Assignment
All of the data that follows should be output again without any alteration.

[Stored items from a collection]

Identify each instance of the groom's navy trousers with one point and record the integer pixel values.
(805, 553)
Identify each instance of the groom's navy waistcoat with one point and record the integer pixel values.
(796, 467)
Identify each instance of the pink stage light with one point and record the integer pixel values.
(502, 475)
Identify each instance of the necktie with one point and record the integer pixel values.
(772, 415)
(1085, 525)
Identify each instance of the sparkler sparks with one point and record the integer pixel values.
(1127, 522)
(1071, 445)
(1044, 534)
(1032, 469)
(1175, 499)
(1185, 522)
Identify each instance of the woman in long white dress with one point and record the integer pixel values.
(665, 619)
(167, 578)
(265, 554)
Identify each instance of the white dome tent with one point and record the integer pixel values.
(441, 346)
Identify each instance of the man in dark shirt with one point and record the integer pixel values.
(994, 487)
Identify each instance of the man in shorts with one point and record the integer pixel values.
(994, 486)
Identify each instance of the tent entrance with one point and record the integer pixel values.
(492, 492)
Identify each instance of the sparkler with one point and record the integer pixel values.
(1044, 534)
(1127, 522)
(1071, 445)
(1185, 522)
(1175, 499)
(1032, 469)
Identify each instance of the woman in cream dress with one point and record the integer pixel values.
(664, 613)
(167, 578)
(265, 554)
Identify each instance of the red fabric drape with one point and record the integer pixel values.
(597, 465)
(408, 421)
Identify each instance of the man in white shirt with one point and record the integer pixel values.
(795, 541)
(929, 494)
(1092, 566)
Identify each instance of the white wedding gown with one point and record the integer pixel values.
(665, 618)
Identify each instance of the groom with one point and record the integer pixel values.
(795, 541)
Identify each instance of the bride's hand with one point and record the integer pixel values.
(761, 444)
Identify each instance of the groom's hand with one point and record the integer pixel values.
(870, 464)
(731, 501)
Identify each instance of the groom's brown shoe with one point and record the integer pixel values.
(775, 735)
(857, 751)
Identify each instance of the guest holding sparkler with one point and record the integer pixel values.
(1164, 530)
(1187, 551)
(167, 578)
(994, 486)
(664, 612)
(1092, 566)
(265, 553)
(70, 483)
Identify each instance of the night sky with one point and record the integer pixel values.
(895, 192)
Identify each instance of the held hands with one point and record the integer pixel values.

Your response
Identify each instance of the groom's navy trousers with one point and record the integer pixel values.
(805, 553)
Identify each instance of the groom's navy waistcoat with one point and record the integer pixel values.
(796, 467)
Identify each instance of the pink stage light with one point and record the integer pixel values.
(502, 475)
Identify each instance of the necktie with one point and record the integer pixel values.
(772, 415)
(1085, 525)
Identify each instance of the sparkler sparks with one point and record the integer pixel values.
(1127, 522)
(1071, 445)
(1044, 534)
(1032, 469)
(1175, 499)
(1185, 522)
Identify each instance of the woman in long white dress with one point and record the integer pixel values.
(665, 619)
(167, 578)
(265, 554)
Identify each instance of the white dome tent with one point and record the integer pixel values.
(441, 346)
Identify each instance of the man in dark shirt with one point and record the integer pixel values.
(994, 487)
Identify each instance of the man in shorts with one point and record the integer pixel values.
(994, 486)
Identify each instance of the tent entrance with one point and record the integer pixel values.
(492, 492)
Identify each instance of the sparkler with one point and record the integer pixel values.
(1044, 534)
(1127, 522)
(1071, 445)
(1185, 522)
(1175, 499)
(1032, 469)
Identify each instance of the woman in cream dress with one point and record the integer pixel values.
(664, 613)
(167, 578)
(265, 554)
Identify each instance of the red fabric drape with one point and record the integer pixel values.
(597, 465)
(408, 421)
Identify each instance of the man in white shirt with one point and record the integer pixel values.
(795, 541)
(929, 494)
(1092, 566)
Identify each instance of the white wedding gown with one point and record the integer pixel values.
(665, 618)
Identify each instance of the groom with one point and record the integer pixel values.
(795, 541)
Identify each instance of the bride's hand with one point and record the integer pixel values.
(761, 444)
Identify each instance of the groom's hand with one point and record the integer pixel values.
(870, 464)
(731, 501)
Identify each instance of the groom's brown shoe with one point and record the integer pixel values.
(775, 735)
(857, 751)
Identify each instance of the guest holding sparkler with one point and record the integer pixel values.
(1164, 530)
(1187, 551)
(167, 578)
(994, 486)
(664, 612)
(1092, 566)
(265, 553)
(70, 483)
Identify each instance of the night sky with one point and record the integer pixel values.
(895, 192)
Identify each instance of the held hands with one point and record the integer pixel values.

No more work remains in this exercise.